### Aufgaben
A) Geben Sie aus dem Artikel über das FDP-Papier den Abschnitt wörtlich wieder, der mit den Worten „Die Veröffentlichung eines“ beginnt und mit „Parteichef Christian Lindner.“ endet.
B) Wer forderte laut dem Artikel über das FDP-Papier eine Entschuldigung von Parteichef Christian Lindner?

### Seitenauszug
━━━━━━━━

International
Deutschland

Ausstieg aus Ampel-Koalition: FDP-Papier bereitete «D-Day-Szenario» vor

epa11718652 Former German Finance Minister Christian Lindner delivers a speech at the German Parliament Bundestag in Berlin, Germany, 13 November 2024. German Chancellor Scholz delivered a government  ...
Die FDP-Spitze hat ein Papier veröffentlicht, das verschiedene Szenarien für einen möglichen Ausstieg aus der Ampel-Koalition durchspielt. Bild: keystone

Ausstieg aus Ampel-Koalition: FDP-Papier bereitete «D-Day-Szenario» vor

28.11.2024, 20:1628.11.2024, 23:34
Mehr «International»

Die Veröffentlichung eines detaillierten Papiers der FDP zum Ausstieg aus der Ampel-Regierung sorgt bei den Ex-Koalitionspartnern für Empörung. SPD-Generalsekretär Matthias Miersch warf der FDP-Führung vor, die Öffentlichkeit wiederholt getäuscht zu haben und forderte eine Entschuldigung von Parteichef Christian Lindner.

Miersch kritisierte es gegenüber dem Redaktionsnetzwerk Deutschland (RND) als «zynisch», dass die FDP in dem Papier für den Zeitpunkt des Ampel-Bruchs in ihrem Papier das Wort «D-Day» benutzt und den nachfolgenden Wahlkampf als «offene Feldschlacht» bezeichnet. «Die FDP-Führung hat die Verwendung dieser Begriffe stets bestritten», betonte er.

FDP schreibt von «D-Day» und «Feldschlacht»

In dem Papier taucht die Formulierung D-Day mehrfach auf. In einem Interview bei RTL/ntv hatte FDP-Generalsekretär Bijan Djir-Sarai am 18. November mit Blick auf damalige Medienberichte betont: «Das stimmt nicht. Dieser Begriff ist nicht benutzt worden.»

━━━━━━━━

### Daten

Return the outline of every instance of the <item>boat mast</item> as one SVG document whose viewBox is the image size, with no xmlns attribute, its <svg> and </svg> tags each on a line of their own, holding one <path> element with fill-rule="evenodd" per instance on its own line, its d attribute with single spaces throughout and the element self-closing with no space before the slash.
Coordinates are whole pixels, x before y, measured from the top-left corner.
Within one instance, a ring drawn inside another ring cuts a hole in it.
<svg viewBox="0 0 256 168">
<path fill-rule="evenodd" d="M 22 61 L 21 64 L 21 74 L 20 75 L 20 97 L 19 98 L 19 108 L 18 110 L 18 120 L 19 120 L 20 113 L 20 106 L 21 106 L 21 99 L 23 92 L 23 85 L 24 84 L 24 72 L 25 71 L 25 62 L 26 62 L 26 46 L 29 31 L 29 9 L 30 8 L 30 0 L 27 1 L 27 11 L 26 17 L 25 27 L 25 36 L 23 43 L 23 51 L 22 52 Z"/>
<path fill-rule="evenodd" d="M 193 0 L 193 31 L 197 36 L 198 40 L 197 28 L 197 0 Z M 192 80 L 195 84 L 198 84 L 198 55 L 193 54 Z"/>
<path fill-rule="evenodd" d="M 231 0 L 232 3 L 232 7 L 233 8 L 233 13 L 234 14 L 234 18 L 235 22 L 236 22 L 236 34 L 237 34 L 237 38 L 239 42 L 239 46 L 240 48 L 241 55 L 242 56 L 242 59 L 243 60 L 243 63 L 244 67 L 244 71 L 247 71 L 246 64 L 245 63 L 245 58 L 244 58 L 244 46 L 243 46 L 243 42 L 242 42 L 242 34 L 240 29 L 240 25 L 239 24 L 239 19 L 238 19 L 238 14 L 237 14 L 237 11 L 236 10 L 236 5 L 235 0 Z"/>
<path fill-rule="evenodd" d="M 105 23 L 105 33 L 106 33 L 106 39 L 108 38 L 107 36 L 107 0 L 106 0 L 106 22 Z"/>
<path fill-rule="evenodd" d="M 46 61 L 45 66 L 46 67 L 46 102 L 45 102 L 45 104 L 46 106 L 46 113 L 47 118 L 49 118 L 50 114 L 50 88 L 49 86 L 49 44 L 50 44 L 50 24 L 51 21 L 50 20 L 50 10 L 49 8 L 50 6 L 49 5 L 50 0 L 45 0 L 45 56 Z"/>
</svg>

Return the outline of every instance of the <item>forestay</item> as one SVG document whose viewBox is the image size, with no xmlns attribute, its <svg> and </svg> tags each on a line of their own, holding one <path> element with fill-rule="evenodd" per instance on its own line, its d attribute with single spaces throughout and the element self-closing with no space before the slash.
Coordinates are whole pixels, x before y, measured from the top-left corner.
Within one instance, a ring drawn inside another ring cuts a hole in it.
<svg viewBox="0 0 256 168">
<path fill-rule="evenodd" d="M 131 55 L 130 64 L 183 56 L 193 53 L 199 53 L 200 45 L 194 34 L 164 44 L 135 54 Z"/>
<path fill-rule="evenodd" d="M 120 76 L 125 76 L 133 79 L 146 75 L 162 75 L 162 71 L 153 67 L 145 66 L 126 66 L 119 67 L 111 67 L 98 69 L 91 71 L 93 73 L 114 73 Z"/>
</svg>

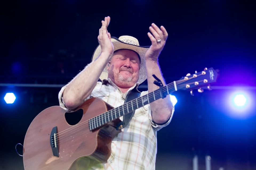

━━━━━━━━

### Antworten
A)
Die Veröffentlichung eines detaillierten Papiers der FDP zum Ausstieg aus der Ampel-Regierung sorgt bei den Ex-Koalitionspartnern für Empörung. SPD-Generalsekretär Matthias Miersch warf der FDP-Führung vor, die Öffentlichkeit wiederholt getäuscht zu haben und forderte eine Entschuldigung von Parteichef Christian Lindner.

B) SPD-Generalsekretär Matthias Miersch.